EXERCISE DIRECTIONS:
In the entries that follow, find the word "below" and report each line it is on.

DATA FOR THIS TASK:
________

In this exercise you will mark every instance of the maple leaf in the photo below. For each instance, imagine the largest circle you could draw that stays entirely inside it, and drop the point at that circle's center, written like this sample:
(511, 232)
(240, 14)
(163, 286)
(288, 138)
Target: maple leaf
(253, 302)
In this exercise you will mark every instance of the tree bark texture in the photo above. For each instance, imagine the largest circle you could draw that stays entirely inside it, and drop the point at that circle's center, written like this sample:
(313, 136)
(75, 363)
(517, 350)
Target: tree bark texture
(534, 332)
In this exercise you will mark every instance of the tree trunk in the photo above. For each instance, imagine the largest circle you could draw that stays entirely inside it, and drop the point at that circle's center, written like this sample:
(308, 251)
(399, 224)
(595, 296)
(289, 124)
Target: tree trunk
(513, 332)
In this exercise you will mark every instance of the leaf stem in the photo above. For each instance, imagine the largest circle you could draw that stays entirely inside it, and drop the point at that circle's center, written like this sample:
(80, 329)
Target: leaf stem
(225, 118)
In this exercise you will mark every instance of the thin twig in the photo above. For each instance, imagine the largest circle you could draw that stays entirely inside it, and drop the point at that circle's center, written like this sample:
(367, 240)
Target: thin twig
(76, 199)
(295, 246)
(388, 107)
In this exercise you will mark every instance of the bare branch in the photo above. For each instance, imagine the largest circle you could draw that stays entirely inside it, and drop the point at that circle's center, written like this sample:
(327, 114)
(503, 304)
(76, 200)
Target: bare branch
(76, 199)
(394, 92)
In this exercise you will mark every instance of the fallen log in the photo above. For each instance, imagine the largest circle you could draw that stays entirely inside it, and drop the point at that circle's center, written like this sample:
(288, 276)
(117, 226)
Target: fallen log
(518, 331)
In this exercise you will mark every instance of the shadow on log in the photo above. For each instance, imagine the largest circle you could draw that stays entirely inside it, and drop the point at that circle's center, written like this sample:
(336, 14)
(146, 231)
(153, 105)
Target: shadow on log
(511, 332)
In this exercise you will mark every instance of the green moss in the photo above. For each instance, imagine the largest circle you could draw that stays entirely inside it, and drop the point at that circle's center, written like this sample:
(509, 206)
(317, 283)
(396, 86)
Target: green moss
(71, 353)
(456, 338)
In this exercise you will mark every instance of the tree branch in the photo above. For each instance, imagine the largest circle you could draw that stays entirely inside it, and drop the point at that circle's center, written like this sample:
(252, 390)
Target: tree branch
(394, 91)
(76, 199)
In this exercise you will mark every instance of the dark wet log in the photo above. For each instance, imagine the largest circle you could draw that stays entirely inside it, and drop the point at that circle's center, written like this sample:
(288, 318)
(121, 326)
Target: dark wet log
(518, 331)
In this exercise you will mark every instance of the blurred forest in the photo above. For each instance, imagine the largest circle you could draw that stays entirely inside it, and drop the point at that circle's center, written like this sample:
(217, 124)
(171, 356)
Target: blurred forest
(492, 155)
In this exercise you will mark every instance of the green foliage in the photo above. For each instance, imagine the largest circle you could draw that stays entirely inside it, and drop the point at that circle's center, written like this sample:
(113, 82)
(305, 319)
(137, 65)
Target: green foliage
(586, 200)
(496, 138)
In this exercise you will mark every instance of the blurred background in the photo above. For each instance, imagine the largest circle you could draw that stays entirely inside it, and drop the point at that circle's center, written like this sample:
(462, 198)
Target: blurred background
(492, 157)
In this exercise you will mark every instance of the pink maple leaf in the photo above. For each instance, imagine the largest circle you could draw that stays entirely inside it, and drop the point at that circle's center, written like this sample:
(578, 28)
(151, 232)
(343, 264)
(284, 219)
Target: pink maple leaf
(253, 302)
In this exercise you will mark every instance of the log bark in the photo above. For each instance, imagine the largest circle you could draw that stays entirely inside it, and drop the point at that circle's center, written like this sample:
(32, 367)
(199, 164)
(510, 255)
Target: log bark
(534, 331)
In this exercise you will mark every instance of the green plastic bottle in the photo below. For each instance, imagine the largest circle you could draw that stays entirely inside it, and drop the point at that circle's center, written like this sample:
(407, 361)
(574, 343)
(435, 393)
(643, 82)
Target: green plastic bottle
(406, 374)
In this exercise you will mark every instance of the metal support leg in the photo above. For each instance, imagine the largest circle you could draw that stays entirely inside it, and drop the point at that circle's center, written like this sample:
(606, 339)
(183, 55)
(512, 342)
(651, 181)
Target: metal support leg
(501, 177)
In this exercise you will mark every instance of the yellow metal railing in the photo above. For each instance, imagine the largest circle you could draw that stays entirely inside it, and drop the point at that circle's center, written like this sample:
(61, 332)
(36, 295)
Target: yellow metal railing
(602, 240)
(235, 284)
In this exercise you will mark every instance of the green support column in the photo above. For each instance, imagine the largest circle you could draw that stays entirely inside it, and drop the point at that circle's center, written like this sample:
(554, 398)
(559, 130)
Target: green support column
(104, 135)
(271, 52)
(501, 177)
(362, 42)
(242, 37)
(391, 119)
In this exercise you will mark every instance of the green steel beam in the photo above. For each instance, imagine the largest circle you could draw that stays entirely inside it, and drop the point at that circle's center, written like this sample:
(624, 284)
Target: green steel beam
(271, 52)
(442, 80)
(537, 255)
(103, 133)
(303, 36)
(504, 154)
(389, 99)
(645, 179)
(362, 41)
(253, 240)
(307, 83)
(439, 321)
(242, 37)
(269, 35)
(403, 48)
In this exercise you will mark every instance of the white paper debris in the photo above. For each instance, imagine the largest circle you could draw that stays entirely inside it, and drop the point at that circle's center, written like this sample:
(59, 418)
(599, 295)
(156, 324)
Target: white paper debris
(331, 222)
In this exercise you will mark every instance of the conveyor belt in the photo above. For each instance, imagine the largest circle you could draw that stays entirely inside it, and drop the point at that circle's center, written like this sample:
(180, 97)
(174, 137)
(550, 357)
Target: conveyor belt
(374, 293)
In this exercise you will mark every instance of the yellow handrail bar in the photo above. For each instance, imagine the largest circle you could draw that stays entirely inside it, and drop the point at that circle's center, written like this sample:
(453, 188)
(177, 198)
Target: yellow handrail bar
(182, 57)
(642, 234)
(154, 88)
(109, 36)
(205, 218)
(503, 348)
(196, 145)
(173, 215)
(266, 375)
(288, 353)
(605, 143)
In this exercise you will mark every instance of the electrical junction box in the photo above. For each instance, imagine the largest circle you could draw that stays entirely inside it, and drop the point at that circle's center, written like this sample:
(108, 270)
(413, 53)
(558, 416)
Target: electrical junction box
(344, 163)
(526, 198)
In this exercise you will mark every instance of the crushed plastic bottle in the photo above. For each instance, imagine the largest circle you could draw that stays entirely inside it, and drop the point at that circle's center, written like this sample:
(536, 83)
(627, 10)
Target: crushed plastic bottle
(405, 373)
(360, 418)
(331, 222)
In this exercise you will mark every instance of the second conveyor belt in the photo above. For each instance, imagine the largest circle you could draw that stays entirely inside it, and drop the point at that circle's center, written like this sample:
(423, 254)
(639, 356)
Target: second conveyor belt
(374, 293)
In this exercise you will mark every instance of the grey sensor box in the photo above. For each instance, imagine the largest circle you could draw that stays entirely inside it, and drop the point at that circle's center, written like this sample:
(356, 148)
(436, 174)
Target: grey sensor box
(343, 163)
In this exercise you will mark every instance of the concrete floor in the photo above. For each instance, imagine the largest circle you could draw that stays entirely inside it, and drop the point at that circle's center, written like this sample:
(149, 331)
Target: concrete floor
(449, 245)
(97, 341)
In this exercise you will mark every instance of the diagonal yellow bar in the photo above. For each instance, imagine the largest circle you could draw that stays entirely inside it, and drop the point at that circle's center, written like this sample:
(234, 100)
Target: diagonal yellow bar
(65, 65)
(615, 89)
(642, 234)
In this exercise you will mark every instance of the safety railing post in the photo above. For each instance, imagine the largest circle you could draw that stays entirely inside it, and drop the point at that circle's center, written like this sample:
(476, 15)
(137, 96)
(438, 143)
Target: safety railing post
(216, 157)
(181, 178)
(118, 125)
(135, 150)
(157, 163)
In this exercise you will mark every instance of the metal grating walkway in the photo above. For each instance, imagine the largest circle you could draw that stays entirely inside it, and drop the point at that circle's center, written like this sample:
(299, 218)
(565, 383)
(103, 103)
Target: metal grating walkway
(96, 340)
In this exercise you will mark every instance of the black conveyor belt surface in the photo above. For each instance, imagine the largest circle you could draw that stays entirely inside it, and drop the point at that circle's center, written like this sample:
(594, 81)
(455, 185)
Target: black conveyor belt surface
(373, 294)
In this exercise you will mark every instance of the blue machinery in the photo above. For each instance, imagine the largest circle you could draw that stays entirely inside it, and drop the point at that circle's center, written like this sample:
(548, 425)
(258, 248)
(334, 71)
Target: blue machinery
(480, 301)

________

RESULT:
In this exercise you will mark every instance of the maple leaf in the photo below. For each instance, imagine the largest circle you could draw that stays entirely inside it, and drop the point at that circle's center, written like this sample:
In this exercise you will mark every instance of the green plastic bottle in the photo below. For each instance, imagine the largest circle you could draw that stays entirely inside it, and drop the point at that circle's center, written like this sample:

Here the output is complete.